→ **WHAT YOU SHOULD DO**:
Please turn the lines below into a JSON list of strings, one string per line, leaving out any blank lines.

→ **GIVEN ENTRIES**:
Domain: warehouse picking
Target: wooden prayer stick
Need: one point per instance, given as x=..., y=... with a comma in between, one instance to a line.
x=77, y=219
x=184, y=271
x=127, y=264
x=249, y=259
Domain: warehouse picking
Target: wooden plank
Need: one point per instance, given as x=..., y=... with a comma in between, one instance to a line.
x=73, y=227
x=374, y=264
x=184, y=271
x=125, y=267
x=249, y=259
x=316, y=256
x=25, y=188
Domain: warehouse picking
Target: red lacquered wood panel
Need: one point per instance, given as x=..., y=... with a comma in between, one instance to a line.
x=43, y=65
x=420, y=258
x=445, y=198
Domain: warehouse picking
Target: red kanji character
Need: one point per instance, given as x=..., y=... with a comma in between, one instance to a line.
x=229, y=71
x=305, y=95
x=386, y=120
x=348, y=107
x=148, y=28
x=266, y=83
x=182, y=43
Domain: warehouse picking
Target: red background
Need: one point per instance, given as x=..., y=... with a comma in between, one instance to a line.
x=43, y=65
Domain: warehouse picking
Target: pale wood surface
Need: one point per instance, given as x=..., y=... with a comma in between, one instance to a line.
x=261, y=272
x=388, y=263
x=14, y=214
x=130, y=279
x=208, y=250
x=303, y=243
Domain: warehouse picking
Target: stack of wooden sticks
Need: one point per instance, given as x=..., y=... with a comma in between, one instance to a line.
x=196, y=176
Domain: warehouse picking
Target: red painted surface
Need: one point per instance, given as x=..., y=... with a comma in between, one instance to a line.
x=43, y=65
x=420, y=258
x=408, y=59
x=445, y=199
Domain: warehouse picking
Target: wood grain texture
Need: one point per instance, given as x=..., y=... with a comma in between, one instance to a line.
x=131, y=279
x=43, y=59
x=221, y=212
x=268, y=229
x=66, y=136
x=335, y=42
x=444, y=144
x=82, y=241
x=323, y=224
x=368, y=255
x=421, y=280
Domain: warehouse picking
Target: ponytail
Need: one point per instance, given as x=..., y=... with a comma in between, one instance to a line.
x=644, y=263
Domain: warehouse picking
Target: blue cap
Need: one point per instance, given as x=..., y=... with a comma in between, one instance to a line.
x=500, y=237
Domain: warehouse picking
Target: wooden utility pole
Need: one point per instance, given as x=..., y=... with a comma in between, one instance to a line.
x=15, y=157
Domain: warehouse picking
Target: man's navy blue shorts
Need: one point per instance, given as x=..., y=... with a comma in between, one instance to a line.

→ **RESULT FOR THIS EXERCISE**:
[
  "Domain: warehouse picking",
  "Target: wooden prayer stick",
  "Need: one point per instance, given as x=..., y=... with a comma in between, one instance to a line.",
  "x=77, y=219",
  "x=184, y=271",
  "x=127, y=264",
  "x=249, y=259",
  "Domain: warehouse picking",
  "Target: wooden plank",
  "Need: one point per instance, given as x=..., y=... with a comma in between, one instance to a line.",
  "x=73, y=227",
  "x=374, y=264",
  "x=184, y=271",
  "x=125, y=267",
  "x=249, y=259",
  "x=316, y=256",
  "x=25, y=188",
  "Domain: warehouse picking",
  "Target: red lacquered wood panel",
  "Need: one point per instance, given as x=..., y=... with a comma in between, one instance to a line.",
  "x=43, y=65",
  "x=420, y=258",
  "x=445, y=198",
  "Domain: warehouse picking",
  "Target: red kanji character",
  "Need: one point per instance, given as x=..., y=... with a comma in between, one instance to a line.",
  "x=229, y=71",
  "x=305, y=95",
  "x=386, y=120",
  "x=348, y=107",
  "x=148, y=28",
  "x=266, y=83",
  "x=182, y=43",
  "Domain: warehouse picking",
  "Target: red background",
  "Need: one point per instance, given as x=..., y=... with a comma in between, one instance to a line.",
  "x=43, y=65",
  "Domain: warehouse picking",
  "Target: pale wood surface",
  "Need: one point per instance, given as x=..., y=... with a comma in between, one instance to a line.",
  "x=261, y=272",
  "x=388, y=263",
  "x=14, y=214",
  "x=130, y=279",
  "x=208, y=250",
  "x=303, y=243",
  "Domain: warehouse picking",
  "Target: stack of wooden sticks",
  "Need: one point per instance, given as x=..., y=... with a comma in between, one instance to a line.",
  "x=196, y=176",
  "Domain: warehouse picking",
  "Target: red painted surface",
  "Need: one point per instance, given as x=..., y=... with a comma in between, one instance to a line.",
  "x=43, y=65",
  "x=420, y=258",
  "x=408, y=59",
  "x=445, y=199",
  "Domain: warehouse picking",
  "Target: wood grain texture",
  "Need: one point per instance, given as x=..., y=... with a comma in between, one instance to a line.",
  "x=131, y=279",
  "x=43, y=59",
  "x=221, y=212",
  "x=268, y=229",
  "x=66, y=136",
  "x=335, y=42",
  "x=444, y=144",
  "x=82, y=241",
  "x=323, y=224",
  "x=368, y=255",
  "x=421, y=280",
  "Domain: warehouse picking",
  "Target: ponytail",
  "Need: one point per instance, given as x=..., y=... with a comma in between, one instance to a line.",
  "x=644, y=263",
  "Domain: warehouse picking",
  "Target: blue cap",
  "Need: one point per instance, given as x=..., y=... with a comma in between, one instance to a line.",
  "x=500, y=237",
  "Domain: warehouse picking",
  "Target: wooden utility pole",
  "Need: one point per instance, given as x=..., y=... with a comma in between, one instance to a line.",
  "x=15, y=157",
  "Domain: warehouse picking",
  "Target: man's navy blue shorts",
  "Need: one point per instance, given as x=..., y=... with a comma in between, one instance to a line."
]